■ WHAT NEEDS TO BE DONE ■
Render into Spanish this sentence from the text below on Windows file metadata: "Modern versions of Windows use NTFS, but FAT, FAT32 and exFAT are supported for external media or legacy partitions."

■ PAGE TEXT ■
..............................

How are the file metadata stored in Windows?

You've been taught that hard disks contain files, but that's not the entire truth. Actually, hard drives contain one very, very big number expressed by a lot of single bits. But this interpretation doesn't make any sense to you nor your computer, because processing single big numbers isn't very common (and I'm talking about REALLY HUGE numbers). Instead, computer splits it into smaller 'words' (8-bit, 16-bit, 32-bit or whatever) and uses like that. Still, that's just a bunch of words (let's assume 8-bit words, i.e. bytes).

Now, that drive is partitioned. I have explained why partitioning is a good idea in this answer:

Generally speaking, drives can be used without partitioning. Most pendrives work like that. But using partitions has many advantages, just to name some of them:

  • You can have two OSes sitting on the same hard drive and not interfering with each other. Each one will treat its partition as a logical drive and won't mess with other ones unless you tell it to.
  • You can logically separate your data. If one partition becomes corrupted for some reason, other partitions will very likely remain intact.
  • Using partitions is better than using multiple smaller hard drives, because your system is quieter, consumes less energy and you can resize, delete, move them around etc.
  • You can use some parts of the hard drive for some special purposes.

Now, every partition has its own filesystem. Modern versions of Windows use NTFS, but FAT, FAT32 and exFAT are supported for external media or legacy partitions. Everyday-use Linux installations usually use ext filesystems, ext4 being the latest one.

..............................

■ DATA RECORDS ■
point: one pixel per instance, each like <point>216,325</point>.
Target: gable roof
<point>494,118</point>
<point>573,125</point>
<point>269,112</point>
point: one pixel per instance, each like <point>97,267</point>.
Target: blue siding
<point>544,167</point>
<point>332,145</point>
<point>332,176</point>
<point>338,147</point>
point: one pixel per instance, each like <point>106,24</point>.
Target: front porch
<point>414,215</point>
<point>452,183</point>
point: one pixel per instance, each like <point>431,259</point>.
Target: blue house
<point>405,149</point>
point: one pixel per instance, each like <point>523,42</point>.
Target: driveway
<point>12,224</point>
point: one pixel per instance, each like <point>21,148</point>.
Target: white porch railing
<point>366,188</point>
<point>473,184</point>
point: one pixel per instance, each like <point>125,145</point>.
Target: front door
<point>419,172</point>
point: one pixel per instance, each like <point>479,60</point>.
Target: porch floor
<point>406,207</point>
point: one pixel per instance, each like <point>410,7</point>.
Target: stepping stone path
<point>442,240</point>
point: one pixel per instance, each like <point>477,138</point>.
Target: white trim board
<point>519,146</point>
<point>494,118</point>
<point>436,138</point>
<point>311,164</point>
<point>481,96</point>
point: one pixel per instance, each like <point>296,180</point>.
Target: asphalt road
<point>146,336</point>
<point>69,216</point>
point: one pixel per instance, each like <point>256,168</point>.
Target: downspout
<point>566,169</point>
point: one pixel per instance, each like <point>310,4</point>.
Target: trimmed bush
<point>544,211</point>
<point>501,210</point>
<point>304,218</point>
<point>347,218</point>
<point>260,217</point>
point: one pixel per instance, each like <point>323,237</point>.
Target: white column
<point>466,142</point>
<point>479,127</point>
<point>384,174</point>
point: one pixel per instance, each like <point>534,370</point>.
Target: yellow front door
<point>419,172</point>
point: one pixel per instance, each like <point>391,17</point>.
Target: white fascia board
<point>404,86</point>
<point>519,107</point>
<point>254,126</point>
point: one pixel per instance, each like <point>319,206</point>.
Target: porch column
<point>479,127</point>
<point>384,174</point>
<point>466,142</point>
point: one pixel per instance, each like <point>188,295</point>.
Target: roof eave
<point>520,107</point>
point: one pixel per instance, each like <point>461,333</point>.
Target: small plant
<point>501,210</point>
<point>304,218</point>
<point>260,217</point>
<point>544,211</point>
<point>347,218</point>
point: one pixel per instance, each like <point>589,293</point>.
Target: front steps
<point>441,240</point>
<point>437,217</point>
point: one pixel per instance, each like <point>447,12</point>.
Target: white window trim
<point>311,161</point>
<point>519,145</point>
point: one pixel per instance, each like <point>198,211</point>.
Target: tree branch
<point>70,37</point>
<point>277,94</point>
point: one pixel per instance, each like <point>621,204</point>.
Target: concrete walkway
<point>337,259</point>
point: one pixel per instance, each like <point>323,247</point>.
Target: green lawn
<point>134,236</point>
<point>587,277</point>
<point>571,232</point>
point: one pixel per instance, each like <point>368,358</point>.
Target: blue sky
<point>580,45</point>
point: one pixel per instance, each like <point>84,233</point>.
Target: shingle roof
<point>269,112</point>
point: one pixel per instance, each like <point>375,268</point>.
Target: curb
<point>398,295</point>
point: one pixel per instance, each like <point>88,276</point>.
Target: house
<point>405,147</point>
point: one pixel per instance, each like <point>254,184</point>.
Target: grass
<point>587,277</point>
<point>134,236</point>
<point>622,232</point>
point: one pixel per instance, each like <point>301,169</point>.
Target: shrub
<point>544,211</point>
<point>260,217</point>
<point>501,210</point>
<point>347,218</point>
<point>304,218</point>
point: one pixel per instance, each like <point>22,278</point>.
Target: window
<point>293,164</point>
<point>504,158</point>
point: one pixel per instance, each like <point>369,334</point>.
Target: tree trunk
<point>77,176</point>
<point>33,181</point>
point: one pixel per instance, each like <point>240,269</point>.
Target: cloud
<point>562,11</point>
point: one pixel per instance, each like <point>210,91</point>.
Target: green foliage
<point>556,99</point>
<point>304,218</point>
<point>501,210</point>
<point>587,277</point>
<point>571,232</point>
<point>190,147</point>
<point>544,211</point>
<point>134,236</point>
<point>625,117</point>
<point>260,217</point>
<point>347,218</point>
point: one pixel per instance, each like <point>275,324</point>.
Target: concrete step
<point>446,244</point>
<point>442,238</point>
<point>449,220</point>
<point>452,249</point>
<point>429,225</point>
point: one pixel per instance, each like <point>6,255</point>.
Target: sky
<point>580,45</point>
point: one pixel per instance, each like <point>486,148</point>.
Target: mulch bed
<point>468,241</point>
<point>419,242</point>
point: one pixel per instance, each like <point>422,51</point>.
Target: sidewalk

..............................

■ TASK SOLUTION ■
Las versiones modernas de Windows usan NTFS, pero se admiten FAT, FAT32 y exFAT para medios externos o particiones heredadas.